> **Stated goal**
Tally the lines of the material below that contain the string "stick", treating uppercase and lowercase letters as distinct, and state only the resulting number.

## START

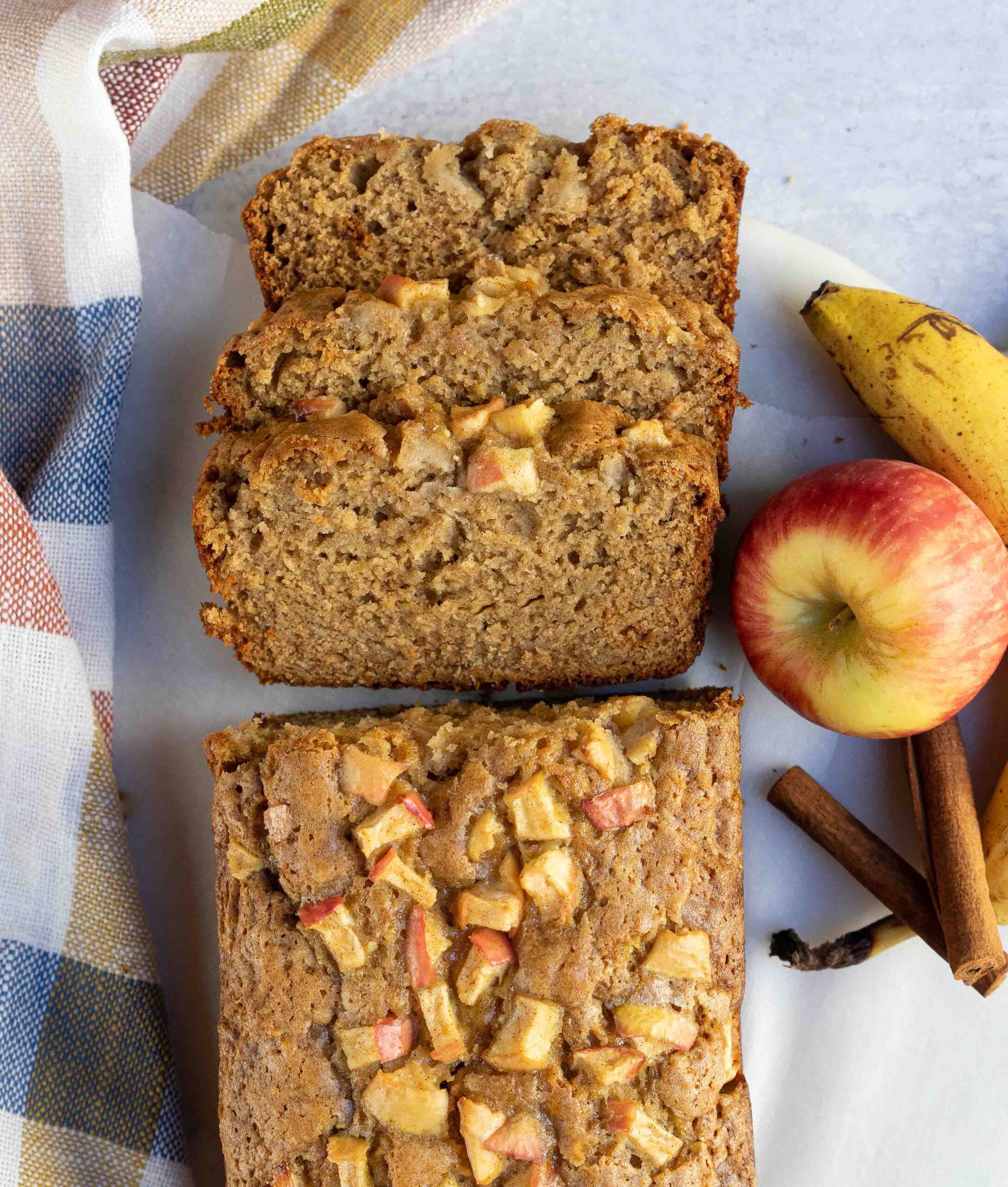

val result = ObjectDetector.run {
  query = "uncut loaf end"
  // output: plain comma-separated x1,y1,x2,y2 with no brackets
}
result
205,689,755,1187
243,115,746,325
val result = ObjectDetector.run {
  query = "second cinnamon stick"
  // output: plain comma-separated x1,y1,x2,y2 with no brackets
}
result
767,767,946,960
911,718,1004,985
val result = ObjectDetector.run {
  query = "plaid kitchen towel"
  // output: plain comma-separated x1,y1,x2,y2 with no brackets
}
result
0,0,507,1187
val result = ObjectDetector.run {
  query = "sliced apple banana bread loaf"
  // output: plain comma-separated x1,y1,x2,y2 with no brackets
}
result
206,266,741,476
193,394,721,689
205,689,754,1187
243,115,746,325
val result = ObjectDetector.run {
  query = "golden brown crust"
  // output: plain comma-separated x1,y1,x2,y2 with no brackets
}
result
242,115,746,325
206,689,754,1187
193,401,722,689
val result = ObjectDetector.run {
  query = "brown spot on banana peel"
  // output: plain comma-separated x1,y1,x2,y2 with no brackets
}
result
913,358,945,383
896,305,980,342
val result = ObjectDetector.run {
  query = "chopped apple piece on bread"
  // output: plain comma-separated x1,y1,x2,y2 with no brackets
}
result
484,994,563,1072
573,1047,645,1089
337,1014,415,1072
298,895,368,972
456,882,522,932
602,1100,683,1167
581,780,654,832
375,272,452,309
644,928,710,982
504,770,571,840
374,1014,416,1064
486,1112,545,1162
326,1134,371,1187
228,840,266,882
448,395,505,441
613,1005,697,1051
354,792,434,859
459,1097,507,1187
520,846,577,922
368,849,437,907
721,1018,739,1084
490,398,556,445
622,706,662,767
361,1061,448,1137
466,445,539,498
456,927,515,1005
416,981,466,1064
406,903,450,989
577,721,630,782
466,808,504,862
272,1162,305,1187
339,746,409,807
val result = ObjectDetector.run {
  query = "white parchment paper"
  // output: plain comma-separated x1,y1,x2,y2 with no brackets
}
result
113,195,1008,1187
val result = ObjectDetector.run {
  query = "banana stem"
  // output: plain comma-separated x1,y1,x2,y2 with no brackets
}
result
770,915,917,972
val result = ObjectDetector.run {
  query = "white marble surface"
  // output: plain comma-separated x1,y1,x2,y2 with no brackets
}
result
113,0,1008,1187
187,0,1008,345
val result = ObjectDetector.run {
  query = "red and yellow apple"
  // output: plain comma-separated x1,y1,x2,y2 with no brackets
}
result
732,460,1008,737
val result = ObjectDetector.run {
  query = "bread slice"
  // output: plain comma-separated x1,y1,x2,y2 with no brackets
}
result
205,689,755,1187
243,115,746,326
208,273,741,475
193,400,722,689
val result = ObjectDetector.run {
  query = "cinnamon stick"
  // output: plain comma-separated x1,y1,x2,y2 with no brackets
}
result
767,767,948,960
900,737,940,914
906,718,1004,985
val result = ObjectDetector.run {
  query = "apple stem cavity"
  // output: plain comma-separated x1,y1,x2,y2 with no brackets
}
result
827,606,854,634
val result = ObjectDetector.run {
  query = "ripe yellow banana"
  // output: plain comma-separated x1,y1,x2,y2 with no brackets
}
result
980,767,1008,924
802,281,1008,543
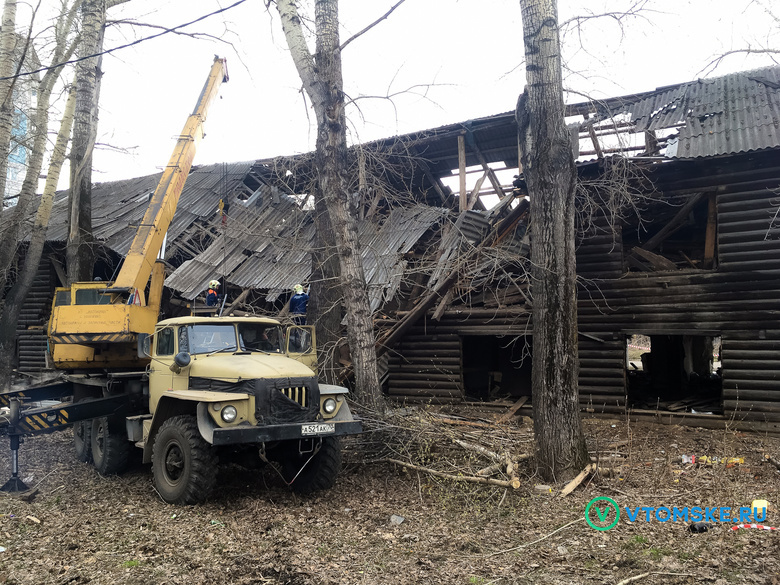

## END

> **Complete answer**
2